(Referring expression pointing data)
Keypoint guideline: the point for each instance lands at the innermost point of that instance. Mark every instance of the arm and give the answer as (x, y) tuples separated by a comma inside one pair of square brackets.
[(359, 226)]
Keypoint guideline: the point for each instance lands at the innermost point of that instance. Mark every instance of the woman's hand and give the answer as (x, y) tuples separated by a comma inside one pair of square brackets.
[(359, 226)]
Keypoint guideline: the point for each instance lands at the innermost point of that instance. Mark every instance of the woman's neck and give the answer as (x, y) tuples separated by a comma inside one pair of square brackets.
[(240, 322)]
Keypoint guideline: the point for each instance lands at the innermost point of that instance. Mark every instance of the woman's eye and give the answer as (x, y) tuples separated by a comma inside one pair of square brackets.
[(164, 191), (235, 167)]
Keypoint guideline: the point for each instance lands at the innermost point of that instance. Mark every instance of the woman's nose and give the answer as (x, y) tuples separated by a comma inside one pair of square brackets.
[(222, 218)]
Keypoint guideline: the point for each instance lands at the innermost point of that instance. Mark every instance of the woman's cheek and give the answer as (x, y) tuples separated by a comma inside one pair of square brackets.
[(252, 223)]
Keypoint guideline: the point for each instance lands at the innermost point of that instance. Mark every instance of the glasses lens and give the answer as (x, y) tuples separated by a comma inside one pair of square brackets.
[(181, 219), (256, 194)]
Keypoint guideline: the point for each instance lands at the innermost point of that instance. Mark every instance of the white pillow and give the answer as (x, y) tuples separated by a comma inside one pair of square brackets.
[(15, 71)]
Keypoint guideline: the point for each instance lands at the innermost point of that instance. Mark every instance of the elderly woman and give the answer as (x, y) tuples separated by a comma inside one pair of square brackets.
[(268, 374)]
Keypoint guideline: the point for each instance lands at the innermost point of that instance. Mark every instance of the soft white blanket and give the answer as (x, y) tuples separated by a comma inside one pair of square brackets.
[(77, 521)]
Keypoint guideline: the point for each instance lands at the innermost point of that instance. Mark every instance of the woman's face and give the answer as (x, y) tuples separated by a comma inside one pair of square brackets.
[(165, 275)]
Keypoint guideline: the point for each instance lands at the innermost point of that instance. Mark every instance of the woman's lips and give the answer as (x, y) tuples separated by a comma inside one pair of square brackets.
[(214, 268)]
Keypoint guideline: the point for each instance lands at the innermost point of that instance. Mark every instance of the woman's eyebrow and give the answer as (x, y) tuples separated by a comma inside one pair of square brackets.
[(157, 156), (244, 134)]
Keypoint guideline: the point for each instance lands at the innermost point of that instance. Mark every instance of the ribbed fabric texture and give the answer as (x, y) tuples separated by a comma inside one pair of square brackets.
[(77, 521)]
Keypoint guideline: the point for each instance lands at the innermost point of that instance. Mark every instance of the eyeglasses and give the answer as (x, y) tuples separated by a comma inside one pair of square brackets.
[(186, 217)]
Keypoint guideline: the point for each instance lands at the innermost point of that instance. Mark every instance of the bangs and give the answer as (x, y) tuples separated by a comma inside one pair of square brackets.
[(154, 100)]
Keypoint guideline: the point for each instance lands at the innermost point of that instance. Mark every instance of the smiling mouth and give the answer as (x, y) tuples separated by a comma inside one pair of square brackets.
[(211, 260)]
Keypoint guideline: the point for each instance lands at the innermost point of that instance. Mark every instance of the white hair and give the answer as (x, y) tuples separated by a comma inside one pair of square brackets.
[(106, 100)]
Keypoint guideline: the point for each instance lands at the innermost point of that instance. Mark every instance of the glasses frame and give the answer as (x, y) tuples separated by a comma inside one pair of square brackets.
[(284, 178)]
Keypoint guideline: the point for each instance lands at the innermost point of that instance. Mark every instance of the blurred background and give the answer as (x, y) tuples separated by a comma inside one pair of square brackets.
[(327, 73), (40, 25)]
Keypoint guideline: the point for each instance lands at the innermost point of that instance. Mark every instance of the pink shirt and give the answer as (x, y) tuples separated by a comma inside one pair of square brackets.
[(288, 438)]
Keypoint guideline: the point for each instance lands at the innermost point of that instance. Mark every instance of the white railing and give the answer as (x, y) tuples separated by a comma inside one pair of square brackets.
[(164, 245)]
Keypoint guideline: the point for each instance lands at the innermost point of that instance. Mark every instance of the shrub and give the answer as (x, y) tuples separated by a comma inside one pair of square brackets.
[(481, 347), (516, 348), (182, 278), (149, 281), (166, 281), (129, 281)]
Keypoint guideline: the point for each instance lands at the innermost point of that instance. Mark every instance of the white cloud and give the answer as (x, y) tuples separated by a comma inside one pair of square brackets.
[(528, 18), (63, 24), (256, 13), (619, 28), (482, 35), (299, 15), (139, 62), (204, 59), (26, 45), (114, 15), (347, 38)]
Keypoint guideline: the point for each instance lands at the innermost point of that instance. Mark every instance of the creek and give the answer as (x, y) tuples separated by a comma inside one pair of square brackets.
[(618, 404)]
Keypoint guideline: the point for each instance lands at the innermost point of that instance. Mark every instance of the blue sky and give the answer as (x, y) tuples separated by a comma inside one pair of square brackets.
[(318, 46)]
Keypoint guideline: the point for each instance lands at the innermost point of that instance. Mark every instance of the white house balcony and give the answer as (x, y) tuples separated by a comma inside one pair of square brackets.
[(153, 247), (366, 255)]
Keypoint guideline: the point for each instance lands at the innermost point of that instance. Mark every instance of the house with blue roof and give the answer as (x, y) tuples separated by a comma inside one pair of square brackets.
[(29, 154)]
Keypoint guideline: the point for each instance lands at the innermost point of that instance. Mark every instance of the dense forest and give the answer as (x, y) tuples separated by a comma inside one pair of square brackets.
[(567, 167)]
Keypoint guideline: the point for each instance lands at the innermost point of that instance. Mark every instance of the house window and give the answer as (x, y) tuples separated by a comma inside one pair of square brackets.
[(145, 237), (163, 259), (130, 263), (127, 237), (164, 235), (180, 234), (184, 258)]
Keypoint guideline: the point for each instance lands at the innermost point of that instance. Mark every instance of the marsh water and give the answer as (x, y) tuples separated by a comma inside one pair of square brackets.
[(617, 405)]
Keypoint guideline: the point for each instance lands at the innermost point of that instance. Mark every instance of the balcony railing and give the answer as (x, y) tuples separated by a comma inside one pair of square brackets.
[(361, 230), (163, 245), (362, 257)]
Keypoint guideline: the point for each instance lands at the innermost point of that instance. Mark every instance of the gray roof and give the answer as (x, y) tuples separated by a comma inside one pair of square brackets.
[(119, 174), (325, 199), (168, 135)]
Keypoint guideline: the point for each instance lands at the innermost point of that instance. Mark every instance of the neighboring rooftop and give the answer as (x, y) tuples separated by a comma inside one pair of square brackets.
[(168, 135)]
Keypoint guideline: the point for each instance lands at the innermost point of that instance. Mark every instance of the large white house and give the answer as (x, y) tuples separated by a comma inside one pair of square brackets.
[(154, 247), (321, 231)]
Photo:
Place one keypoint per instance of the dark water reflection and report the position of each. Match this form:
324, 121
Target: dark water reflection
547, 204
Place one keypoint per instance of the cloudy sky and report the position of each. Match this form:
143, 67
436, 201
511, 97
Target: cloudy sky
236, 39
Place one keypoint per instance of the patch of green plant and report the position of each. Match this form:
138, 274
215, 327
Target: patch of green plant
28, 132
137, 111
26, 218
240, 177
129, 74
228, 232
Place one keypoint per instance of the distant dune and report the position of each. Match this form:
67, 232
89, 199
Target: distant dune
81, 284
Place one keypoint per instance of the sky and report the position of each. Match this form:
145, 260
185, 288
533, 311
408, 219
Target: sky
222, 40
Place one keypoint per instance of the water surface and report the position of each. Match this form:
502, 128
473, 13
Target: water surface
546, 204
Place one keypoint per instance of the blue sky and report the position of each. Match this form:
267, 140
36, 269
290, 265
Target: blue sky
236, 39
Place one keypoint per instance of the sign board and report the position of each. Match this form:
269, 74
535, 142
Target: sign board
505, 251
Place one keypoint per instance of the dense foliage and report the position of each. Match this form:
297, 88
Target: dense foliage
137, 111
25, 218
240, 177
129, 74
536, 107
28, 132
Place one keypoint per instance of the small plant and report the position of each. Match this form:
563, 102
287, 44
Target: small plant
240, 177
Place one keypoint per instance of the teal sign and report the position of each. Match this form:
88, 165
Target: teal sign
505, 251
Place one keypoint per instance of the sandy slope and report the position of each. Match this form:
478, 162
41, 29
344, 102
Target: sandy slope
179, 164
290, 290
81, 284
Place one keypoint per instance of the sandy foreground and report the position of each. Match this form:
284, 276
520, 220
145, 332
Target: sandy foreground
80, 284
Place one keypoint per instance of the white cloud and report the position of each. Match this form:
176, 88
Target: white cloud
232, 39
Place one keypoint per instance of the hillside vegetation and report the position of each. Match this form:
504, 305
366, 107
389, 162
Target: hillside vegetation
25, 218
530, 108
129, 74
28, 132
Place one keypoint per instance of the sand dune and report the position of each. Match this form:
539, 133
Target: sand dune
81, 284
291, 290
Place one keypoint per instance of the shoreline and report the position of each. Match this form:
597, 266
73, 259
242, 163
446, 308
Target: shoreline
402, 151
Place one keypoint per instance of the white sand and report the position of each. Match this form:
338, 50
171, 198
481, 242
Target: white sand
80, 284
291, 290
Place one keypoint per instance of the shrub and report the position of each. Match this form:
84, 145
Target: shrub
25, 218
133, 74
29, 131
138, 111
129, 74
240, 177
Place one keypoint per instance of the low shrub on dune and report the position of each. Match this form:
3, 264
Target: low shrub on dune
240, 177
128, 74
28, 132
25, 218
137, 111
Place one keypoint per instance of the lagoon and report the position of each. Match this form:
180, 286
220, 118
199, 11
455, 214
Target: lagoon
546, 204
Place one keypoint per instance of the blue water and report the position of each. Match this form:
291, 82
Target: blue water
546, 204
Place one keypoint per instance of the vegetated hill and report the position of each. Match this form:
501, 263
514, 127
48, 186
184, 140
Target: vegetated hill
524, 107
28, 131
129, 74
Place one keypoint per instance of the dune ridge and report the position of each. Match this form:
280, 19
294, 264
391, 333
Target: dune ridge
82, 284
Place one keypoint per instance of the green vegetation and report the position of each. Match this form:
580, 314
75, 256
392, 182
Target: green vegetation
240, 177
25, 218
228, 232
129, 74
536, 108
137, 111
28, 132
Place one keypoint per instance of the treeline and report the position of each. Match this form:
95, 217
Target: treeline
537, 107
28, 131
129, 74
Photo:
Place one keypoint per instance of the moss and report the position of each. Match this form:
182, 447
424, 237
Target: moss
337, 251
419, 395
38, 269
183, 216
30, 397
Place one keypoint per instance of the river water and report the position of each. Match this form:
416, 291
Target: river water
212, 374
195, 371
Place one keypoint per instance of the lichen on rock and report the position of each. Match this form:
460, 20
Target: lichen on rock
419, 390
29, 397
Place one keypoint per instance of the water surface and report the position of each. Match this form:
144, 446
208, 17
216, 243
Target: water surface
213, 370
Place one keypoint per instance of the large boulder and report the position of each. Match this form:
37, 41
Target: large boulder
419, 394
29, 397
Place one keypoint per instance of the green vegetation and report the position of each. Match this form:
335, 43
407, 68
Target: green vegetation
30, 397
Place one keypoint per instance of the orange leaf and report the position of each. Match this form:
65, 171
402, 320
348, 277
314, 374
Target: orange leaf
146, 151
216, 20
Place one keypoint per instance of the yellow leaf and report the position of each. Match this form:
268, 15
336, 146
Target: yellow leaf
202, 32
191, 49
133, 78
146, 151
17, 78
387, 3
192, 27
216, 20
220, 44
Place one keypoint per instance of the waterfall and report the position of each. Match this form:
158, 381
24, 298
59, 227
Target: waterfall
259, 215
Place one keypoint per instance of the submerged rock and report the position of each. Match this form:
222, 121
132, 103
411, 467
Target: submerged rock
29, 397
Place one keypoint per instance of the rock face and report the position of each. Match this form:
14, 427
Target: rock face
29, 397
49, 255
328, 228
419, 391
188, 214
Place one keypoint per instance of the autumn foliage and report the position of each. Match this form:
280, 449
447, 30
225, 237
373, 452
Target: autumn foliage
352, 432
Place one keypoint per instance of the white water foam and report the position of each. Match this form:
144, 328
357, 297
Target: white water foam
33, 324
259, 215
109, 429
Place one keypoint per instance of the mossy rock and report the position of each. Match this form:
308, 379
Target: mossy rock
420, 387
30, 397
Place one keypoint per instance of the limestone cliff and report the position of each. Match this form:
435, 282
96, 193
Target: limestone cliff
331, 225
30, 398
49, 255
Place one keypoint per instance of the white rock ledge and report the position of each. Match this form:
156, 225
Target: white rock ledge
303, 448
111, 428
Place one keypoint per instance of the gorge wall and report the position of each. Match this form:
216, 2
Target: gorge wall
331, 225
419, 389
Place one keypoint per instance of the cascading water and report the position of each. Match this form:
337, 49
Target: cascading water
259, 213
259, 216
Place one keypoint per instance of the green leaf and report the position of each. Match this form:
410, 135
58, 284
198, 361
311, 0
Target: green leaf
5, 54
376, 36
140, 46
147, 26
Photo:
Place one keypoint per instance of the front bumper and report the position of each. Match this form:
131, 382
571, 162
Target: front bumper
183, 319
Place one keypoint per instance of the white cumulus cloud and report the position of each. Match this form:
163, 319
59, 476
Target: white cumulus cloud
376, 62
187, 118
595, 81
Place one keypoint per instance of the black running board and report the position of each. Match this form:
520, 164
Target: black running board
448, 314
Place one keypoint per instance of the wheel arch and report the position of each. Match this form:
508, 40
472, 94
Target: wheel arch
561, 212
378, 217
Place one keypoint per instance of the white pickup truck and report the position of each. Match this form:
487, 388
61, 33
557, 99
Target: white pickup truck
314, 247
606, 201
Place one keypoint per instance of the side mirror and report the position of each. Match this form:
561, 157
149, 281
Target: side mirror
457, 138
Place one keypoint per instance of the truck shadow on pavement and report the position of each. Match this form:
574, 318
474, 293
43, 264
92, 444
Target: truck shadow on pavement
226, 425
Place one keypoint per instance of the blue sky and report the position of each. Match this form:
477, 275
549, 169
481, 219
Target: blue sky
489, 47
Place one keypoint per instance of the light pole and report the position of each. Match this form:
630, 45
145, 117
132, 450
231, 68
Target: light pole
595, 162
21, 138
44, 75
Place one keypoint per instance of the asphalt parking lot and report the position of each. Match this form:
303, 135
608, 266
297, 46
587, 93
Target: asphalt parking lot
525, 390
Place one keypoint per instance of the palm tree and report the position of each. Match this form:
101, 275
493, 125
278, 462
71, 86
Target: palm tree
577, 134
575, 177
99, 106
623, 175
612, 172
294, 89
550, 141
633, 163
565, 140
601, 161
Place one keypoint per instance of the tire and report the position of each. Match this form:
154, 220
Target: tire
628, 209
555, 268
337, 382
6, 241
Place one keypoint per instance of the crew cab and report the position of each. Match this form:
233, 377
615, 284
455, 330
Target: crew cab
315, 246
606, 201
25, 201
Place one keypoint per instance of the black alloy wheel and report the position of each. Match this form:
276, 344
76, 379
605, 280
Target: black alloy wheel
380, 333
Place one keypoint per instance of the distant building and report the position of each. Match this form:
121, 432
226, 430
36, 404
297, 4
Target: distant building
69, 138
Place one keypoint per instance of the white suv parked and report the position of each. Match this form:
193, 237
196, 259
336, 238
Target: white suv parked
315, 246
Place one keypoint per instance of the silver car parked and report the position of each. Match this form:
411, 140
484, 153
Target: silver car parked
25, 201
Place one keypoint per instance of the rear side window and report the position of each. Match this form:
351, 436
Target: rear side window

§ Directions for this task
Among the lines of the entries, count those containing the string "rear" and give only the number.

§ The completed task
2